» TEXT SEGMENT:
▼▼▼
[Rocks-Discuss] torque marks compute node as down

Kirk Peterson

unread,

Jan 4, 2012, 7:19:04 PM1/4/12

to Rocks-Discuss Rocks-Discuss List

Hi,

while the subject line is different, this is an update to my previous post on Dec. 18th. I've now upgraded my cluster to the latest Rocks 5.4.3 but still seem to have the same problem. Namely the torque pbs_server will periodically mark the compute node (this is only a 2-node cluster) as being down even though it seems to be pingable. The output in the pbs server log file always says something like:

01/04/2012 15:33:54;0004;PBS_Server;Svr;check_nodes;node compute-0-0 not detected in 177 seconds, marking node down

The offending compute node is a 4-way Opteron 6274 (4x16-core) box (Mercury RM206 server from Advanced HPC). The curious thing is how sporadic it is. While typing this email I just noticed that pbsnodes now reports the compute node as free.

Any suggestions for things to look into?

thanks in advance,

Kirk Peterson

Bart Brashers

unread,

Jan 4, 2012, 7:49:59 PM1/4/12

to Discussion of Rocks Clusters

Is the node under heavy load while this happens? If either the node or the FE is under very heavy load, then "pings" can get dropped. If enough of them drop, then the node gets marked as down. Perhaps the job(s) is writing so much output to the FE that it's saturating the interface, so "pings" are being dropped. And by "pings" I don't mean /bin/ping, but the call and response that pbs_server (on FE) and pbs_mom (on compute) do.

Like you say, eventually the job finishes and the node starts answering pings again, and get marked as "free" (not down). So the problem fixes itself. Is it only annoying to you, or does it affect other things (e.g. the next job doesn't start until the node is marked as "free", which takes 300 seconds)?

What sort of jobs are running when this happens? You might look at the logs in /opt/torque/*/logs when it's marked as down and see what is running, and who is running it. It may be the user is trying to awk lines from a 17 GB text file and pipe that to grep. Don't laugh, I've had users try that, and wonder what's wrong.

Bart Brashers

________________________________
This message contains information that may be confidential, privileged or otherwise protected by law from disclosure. It is intended for the exclusive use of the Addressee(s). Unless you are the addressee or authorized agent of the addressee, you may not review, copy, distribute or disclose to anyone the message or any information contained within. If you have received this message in error, please contact the sender by electronic reply to em...@environcorp.com and immediately delete all copies of the message.

Kirk Peterson

unread,

Jan 4, 2012, 10:21:13 PM1/4/12

to Discussion of Rocks Clusters

Actually the strange thing is that this happens when absolutely nothing is running (at least any user jobs) on the node. It will be up marked as up and then after a while the frontend won't hear from it and then it gets marked as down. It seems to be independent of the load on the frontend as well (which is generally very lightly used). There are only 2 users on this box.
▲▲▲
» THE PROBLEM: In the Torque thread, which Rocks version was the cluster upgraded to? The entries after this line aren't needed.

» DATA PROVIDED:
▼▼▼
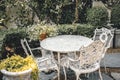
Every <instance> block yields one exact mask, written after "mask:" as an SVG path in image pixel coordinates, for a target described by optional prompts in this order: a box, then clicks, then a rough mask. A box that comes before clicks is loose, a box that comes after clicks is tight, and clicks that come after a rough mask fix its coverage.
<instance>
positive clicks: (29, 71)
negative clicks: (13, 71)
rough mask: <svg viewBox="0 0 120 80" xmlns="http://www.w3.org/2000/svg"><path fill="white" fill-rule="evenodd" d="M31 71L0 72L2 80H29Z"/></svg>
mask: <svg viewBox="0 0 120 80" xmlns="http://www.w3.org/2000/svg"><path fill="white" fill-rule="evenodd" d="M31 72H32V69H28V70H25V71H22V72H9V71H6V70H5V69H3V70H1V73H2V74H3V80H31Z"/></svg>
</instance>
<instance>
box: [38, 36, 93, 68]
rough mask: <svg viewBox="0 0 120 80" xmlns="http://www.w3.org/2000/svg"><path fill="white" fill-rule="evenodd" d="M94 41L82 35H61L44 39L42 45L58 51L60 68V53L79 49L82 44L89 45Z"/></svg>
mask: <svg viewBox="0 0 120 80" xmlns="http://www.w3.org/2000/svg"><path fill="white" fill-rule="evenodd" d="M92 42H93V40H92V39H90V38H87V37H84V36H80V35H59V36H56V37H50V38H46V39H44V40H42V41H41V43H40V45H41V47H42V48H44V49H46V50H50V51H55V52H57V53H58V63H59V69H60V53H69V52H75V51H79V49H80V48H81V46H87V45H89V44H90V43H92Z"/></svg>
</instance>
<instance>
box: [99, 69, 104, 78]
mask: <svg viewBox="0 0 120 80" xmlns="http://www.w3.org/2000/svg"><path fill="white" fill-rule="evenodd" d="M99 76H100V80H103V78H102V75H101V71H100V68H99Z"/></svg>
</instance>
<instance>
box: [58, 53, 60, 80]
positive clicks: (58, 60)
mask: <svg viewBox="0 0 120 80" xmlns="http://www.w3.org/2000/svg"><path fill="white" fill-rule="evenodd" d="M58 69H59V76H58V80H60V53H59V52H58Z"/></svg>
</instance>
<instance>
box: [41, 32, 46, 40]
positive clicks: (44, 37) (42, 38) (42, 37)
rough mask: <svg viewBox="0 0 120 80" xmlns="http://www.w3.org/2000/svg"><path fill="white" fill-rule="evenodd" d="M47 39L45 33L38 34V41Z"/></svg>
mask: <svg viewBox="0 0 120 80" xmlns="http://www.w3.org/2000/svg"><path fill="white" fill-rule="evenodd" d="M46 37H47V34H46V33H43V34H40V41H42V40H43V39H45V38H46Z"/></svg>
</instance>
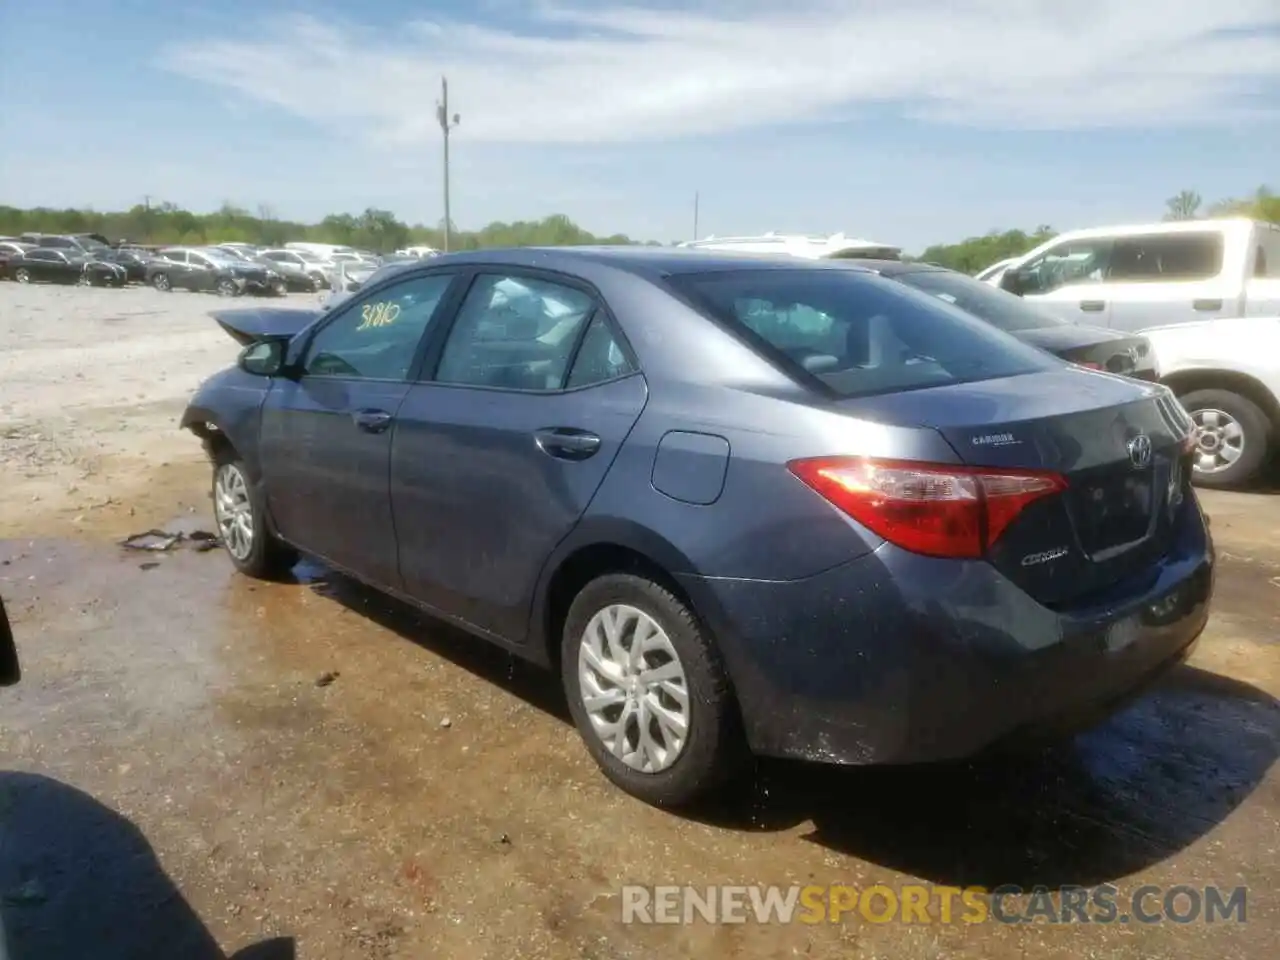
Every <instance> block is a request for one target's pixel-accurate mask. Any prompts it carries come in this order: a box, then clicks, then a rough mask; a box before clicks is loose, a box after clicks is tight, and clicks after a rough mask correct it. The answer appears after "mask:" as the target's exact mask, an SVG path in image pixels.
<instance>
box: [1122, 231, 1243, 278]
mask: <svg viewBox="0 0 1280 960" xmlns="http://www.w3.org/2000/svg"><path fill="white" fill-rule="evenodd" d="M1220 273H1222V234H1221V233H1219V232H1216V230H1213V232H1211V230H1206V232H1203V233H1153V234H1149V236H1146V237H1117V238H1116V241H1115V244H1114V247H1112V250H1111V269H1110V271H1108V273H1107V279H1108V280H1112V282H1116V283H1140V282H1151V283H1160V282H1169V280H1211V279H1213V278H1215V276H1217V275H1219V274H1220Z"/></svg>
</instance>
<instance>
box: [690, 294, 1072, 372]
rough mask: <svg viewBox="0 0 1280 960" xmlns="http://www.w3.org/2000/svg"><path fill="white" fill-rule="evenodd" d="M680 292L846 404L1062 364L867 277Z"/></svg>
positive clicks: (934, 302)
mask: <svg viewBox="0 0 1280 960" xmlns="http://www.w3.org/2000/svg"><path fill="white" fill-rule="evenodd" d="M672 284H673V285H675V287H676V288H677V289H678V291H680V292H681V293H685V294H686V296H687V297H689V298H690V300H691V301H692V302H694V303H695V305H696V306H700V307H701V308H703V310H704V311H705V312H707V314H708V315H709V316H712V317H714V319H717V320H719V321H721V323H724V324H727V325H730V326H736V328H739V329H741V330H744V332H750V337H749V340H754V342H755V346H756V347H758V349H760V352H762V353H764V355H765V356H772V357H776V358H786V360H787V361H790V362H791V364H792V365H796V366H799V367H803V369H804V370H805V371H808V372H809V374H810V375H813V376H815V378H817V379H818V380H820V381H822V383H823V384H826V385H827V387H828V388H829V389H831V390H833V392H835V393H837V394H841V396H846V397H855V396H869V394H874V393H888V392H895V390H905V389H914V388H920V387H937V385H945V384H951V383H966V381H972V380H988V379H995V378H1001V376H1015V375H1018V374H1028V372H1033V371H1038V370H1051V369H1053V367H1055V361H1053V360H1052V358H1051V357H1048V356H1047V355H1044V353H1042V352H1041V351H1038V349H1036V348H1034V347H1029V346H1027V344H1024V343H1020V342H1019V340H1015V339H1014V338H1012V337H1010V335H1009V334H1006V333H1004V332H1001V330H997V329H995V328H993V326H991V325H989V324H987V323H986V321H983V320H979V319H977V317H975V316H972V315H969V314H966V312H965V311H963V310H959V308H957V307H954V306H951V305H948V303H946V302H943V301H941V300H938V298H937V297H933V296H929V294H925V293H920V292H916V291H913V289H910V288H908V287H905V285H902V284H900V283H897V282H893V280H887V279H884V278H881V276H874V275H872V274H865V273H860V271H858V273H855V271H849V273H845V271H836V270H735V271H730V273H713V274H685V275H680V276H676V278H675V279H673V280H672Z"/></svg>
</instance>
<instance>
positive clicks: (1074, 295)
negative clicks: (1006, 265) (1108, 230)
mask: <svg viewBox="0 0 1280 960" xmlns="http://www.w3.org/2000/svg"><path fill="white" fill-rule="evenodd" d="M1110 259H1111V241H1110V239H1107V238H1096V239H1075V241H1062V242H1061V243H1056V244H1053V246H1052V247H1050V248H1048V250H1046V251H1044V252H1043V253H1041V255H1039V256H1038V257H1036V259H1034V260H1030V261H1028V262H1027V264H1025V265H1023V266H1020V268H1019V269H1018V274H1019V276H1020V279H1021V284H1023V296H1024V297H1025V298H1027V300H1028V301H1033V302H1037V303H1039V305H1042V306H1043V307H1044V308H1046V310H1048V311H1050V312H1052V314H1056V315H1057V316H1060V317H1062V319H1064V320H1069V321H1070V323H1075V324H1091V325H1092V326H1107V325H1108V323H1110V319H1111V297H1110V283H1108V282H1107V276H1108V270H1110Z"/></svg>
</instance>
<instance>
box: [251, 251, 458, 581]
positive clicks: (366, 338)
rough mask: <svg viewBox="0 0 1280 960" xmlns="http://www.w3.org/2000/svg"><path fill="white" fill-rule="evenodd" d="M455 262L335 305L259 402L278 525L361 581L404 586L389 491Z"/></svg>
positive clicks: (274, 516)
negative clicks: (423, 357) (410, 402)
mask: <svg viewBox="0 0 1280 960" xmlns="http://www.w3.org/2000/svg"><path fill="white" fill-rule="evenodd" d="M456 276H457V274H456V273H453V271H435V273H431V274H417V275H415V276H411V278H403V279H401V280H398V282H397V283H394V284H388V285H383V287H379V288H376V289H372V291H369V292H367V293H366V294H365V296H362V297H360V298H353V300H352V301H349V302H348V303H344V305H343V306H342V307H340V308H338V310H335V311H334V312H333V315H332V316H330V317H328V319H326V321H325V323H324V325H323V326H320V328H319V329H317V330H316V332H315V333H314V334H312V335H311V337H310V342H308V343H307V344H305V347H303V348H302V355H301V360H300V366H301V371H300V375H297V378H296V379H285V378H279V379H276V380H275V381H274V383H273V384H271V389H270V392H269V393H268V396H266V401H265V402H264V404H262V426H261V442H260V451H261V452H260V460H261V467H262V477H264V483H265V489H266V500H268V507H269V509H270V512H271V517H273V520H274V521H275V525H276V527H278V529H279V530H280V532H282V534H283V535H284V536H285V538H287V539H288V540H291V541H292V543H294V544H297V545H298V547H301V548H302V549H303V550H306V552H308V553H314V554H317V556H320V557H323V558H325V559H328V561H330V562H332V563H335V564H338V566H339V567H343V568H346V570H348V571H351V572H353V573H356V575H358V576H361V577H362V579H365V580H367V581H370V582H372V584H375V585H379V586H388V588H393V589H394V588H398V586H399V573H398V570H397V559H396V526H394V522H393V520H392V508H390V498H389V490H388V470H389V465H390V447H392V436H393V430H394V424H396V416H397V413H398V412H399V408H401V403H402V402H403V399H404V394H406V392H407V390H408V372H410V370H411V369H412V367H413V365H415V362H416V360H417V356H419V347H420V344H421V343H424V342H425V337H426V333H428V332H429V330H430V329H431V324H433V323H434V320H435V315H436V312H439V307H440V303H442V302H443V300H444V296H445V293H447V292H448V289H449V285H451V284H452V283H453V282H454V280H456Z"/></svg>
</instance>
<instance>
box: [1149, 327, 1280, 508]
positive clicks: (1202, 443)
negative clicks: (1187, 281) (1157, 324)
mask: <svg viewBox="0 0 1280 960" xmlns="http://www.w3.org/2000/svg"><path fill="white" fill-rule="evenodd" d="M1146 337H1147V338H1148V339H1149V340H1151V344H1152V348H1153V351H1155V353H1156V356H1157V358H1158V364H1160V369H1161V375H1162V381H1164V383H1165V384H1167V385H1169V387H1170V388H1171V389H1172V390H1174V393H1176V394H1178V399H1179V401H1180V402H1181V404H1183V407H1184V408H1185V410H1187V412H1188V413H1189V415H1190V417H1192V421H1193V422H1194V425H1196V442H1197V453H1196V460H1194V461H1193V467H1194V474H1193V477H1192V479H1193V480H1194V481H1196V483H1198V484H1199V485H1202V486H1242V485H1244V484H1248V483H1251V481H1253V480H1256V479H1257V477H1258V475H1260V474H1261V472H1262V470H1263V468H1265V466H1266V465H1267V463H1268V462H1270V460H1271V458H1272V457H1274V456H1275V454H1276V453H1277V451H1280V316H1270V317H1263V316H1249V317H1229V319H1224V320H1202V321H1201V323H1190V324H1174V325H1171V326H1157V328H1155V329H1149V330H1147V333H1146Z"/></svg>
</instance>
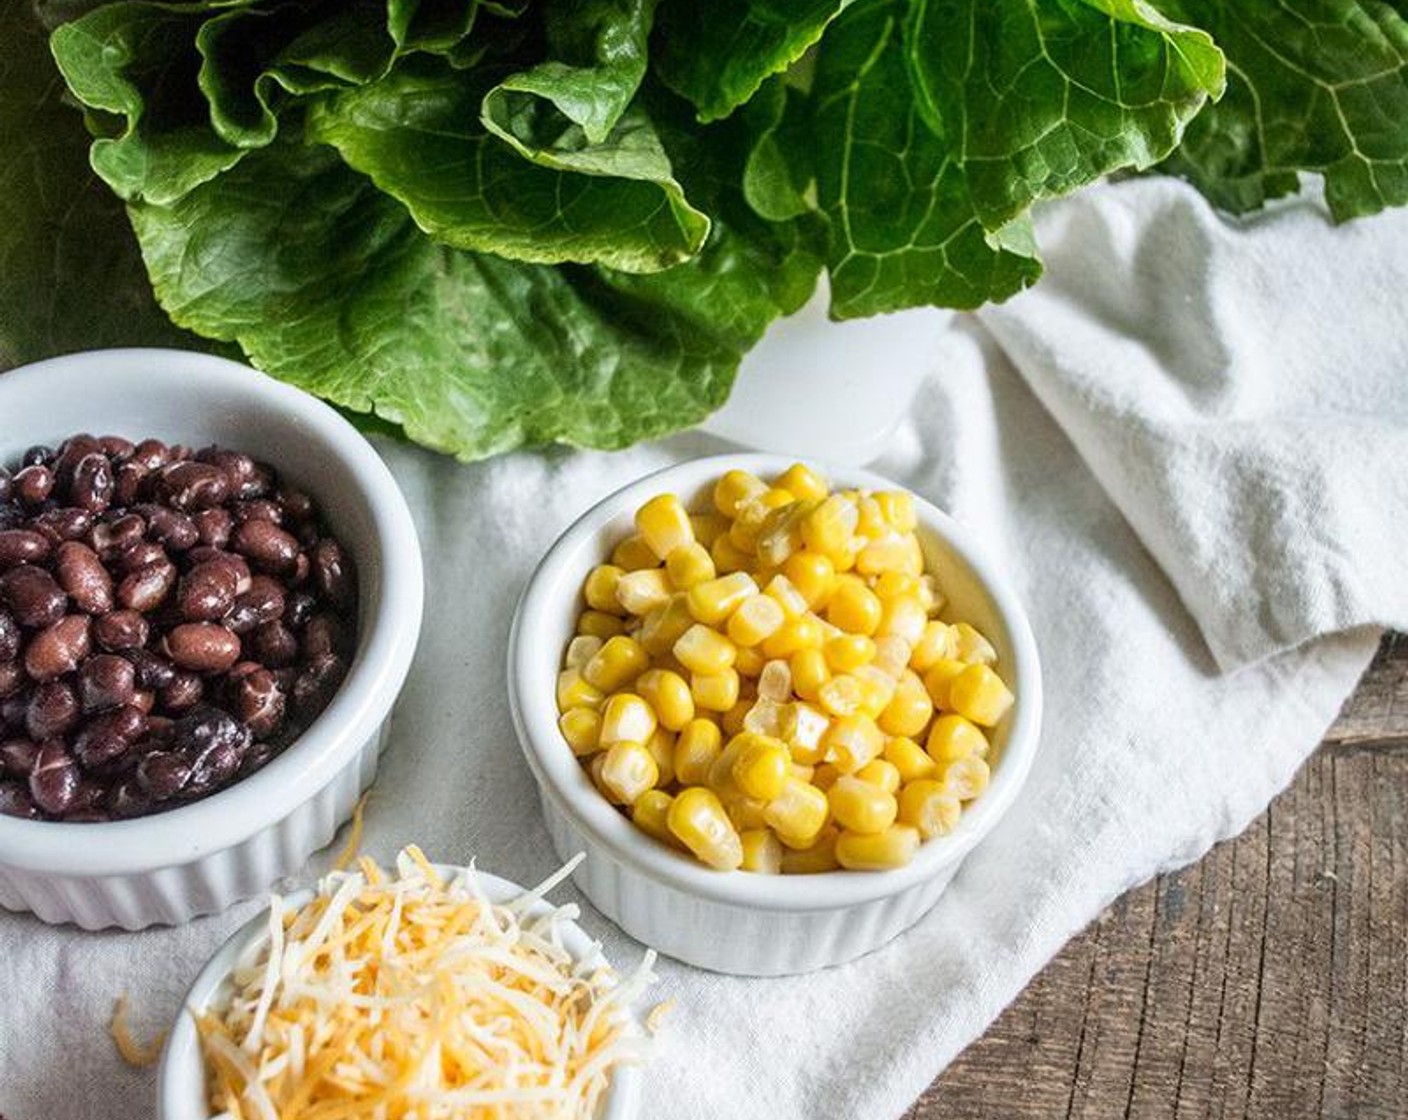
▲▲▲
» WRITTEN RESPONSE: Rocks 5.4.3